Task 1. Please list the function names that appear on the "Documented in" line of the filter_Datetime documentation.
Task 2. Duplicate the passage of the filter_Datetime documentation between "#' Filter Datetimes" and "look to [filter_Time()].", inclusive.
Task 3. Pick up the filter_Datetime documentation after its final line and continue writing it.

Source extract.
# # # #

R/filter_Datetime.R
In LightLogR: Process Data from Wearable Light Loggers and Optical Radiation Dosimeters

Documented in filter_Date filter_Datetime filter_Datetime_multiple

#' Filter Datetimes in a dataset.
#'
#' Filtering a dataset based on Dates or Datetimes may often be necessary prior
#' to calcuation or visualization. The functions allow for a filtering based on
#' simple `strings` or `Datetime` scalars, or by specifying a length. They also
#' support prior \pkg{dplyr} grouping, which is useful, e.g., when you only want to
#' filter the first two days of measurement data for every participant,
#' regardless of the actual date. If you want to filter based on times of the
#' day, look to [filter_Time()].
#'
#' @inheritParams cut_Datetime
#' @param start,end For [filter_Datetime()] a `POSIXct` or `character` scalar in
#'   the form of `"yyyy-mm-dd hh-mm-ss"` giving the respective start and end
#'   time positions for the filtered dataframe. If you only want to provide
#'   `dates` in the form of `"yyyy-mm-dd"`, use the wrapper function
#'   [filter_Date()].
#' * If one of start/end are not provided, the times will be taken from the respective extreme values of the `dataset`.
#' * If `length` is provided and one of start/end is not, the other will be calculated based on the given value.
#' * If `length` is provided and both of start/end are NULL, the time from the
#'   respective start (within each group) is taken.

# # # #

Supplied data.
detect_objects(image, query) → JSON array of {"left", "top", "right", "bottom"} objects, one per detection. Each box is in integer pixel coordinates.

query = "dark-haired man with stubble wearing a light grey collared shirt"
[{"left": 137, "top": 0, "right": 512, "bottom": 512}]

# # # #

Answer section 1. filter_Date, filter_Datetime, filter_Datetime_multiple

Answer section 2.
#' Filter Datetimes in a dataset.
#'
#' Filtering a dataset based on Dates or Datetimes may often be necessary prior
#' to calcuation or visualization. The functions allow for a filtering based on
#' simple `strings` or `Datetime` scalars, or by specifying a length. They also
#' support prior \pkg{dplyr} grouping, which is useful, e.g., when you only want to
#' filter the first two days of measurement data for every participant,
#' regardless of the actual date. If you want to filter based on times of the
#' day, look to [filter_Time()].

Answer section 3.
#' @param length Either a Period or Duration from \pkg{lubridate}. E.g., `days(2) +
#'   hours(12)` will give a period of 2.5 days, whereas `ddays(2) + dhours(12)`
#'   will give a duration. For the difference between periods and durations look
#'   at the documentation from \pkg{lubridate}. Basically, periods model clocktimes,
#'   whereas durations model physical processes. This matters on several
#'   occasions, like leap years, or daylight savings. You can also provide a
#'   `character` scalar in the form of e.g. "1 day", which will be converted
#'   into a period.
#' @param filter.expr Advanced filtering conditions. If not `NULL` (default) and
#'   given an `expression`, this is used to [dplyr::filter()] the results. This
#'   can be useful to filter, e.g. for group-specific conditions, like starting
#'   after the first two days of measurement (see examples).
#' @param tz Timezone of the start/end times. If `NULL` (the default), it will
#'   take the timezone from the `Datetime.colname` column.
#' @param full.day A `logical` indicating whether the `start` param should be
#'   rounded to a full day, when only the `length` argument is provided (Default
#'   is FALSE). This is useful, e.g., when the first observation in the dataset
#'   is slightly after midnight. If TRUE, it will count the length from midnight
#'   on to avoid empty days in plotting with [gg_day()].
#' @param length_from_start A `logical` indicating whether the `length` argument
#'   should be applied to the start (default, TRUE) or the end of the data
#'   (FALSE). Only relevant if neither the `start` nor the `end` arguments are
#'   provided.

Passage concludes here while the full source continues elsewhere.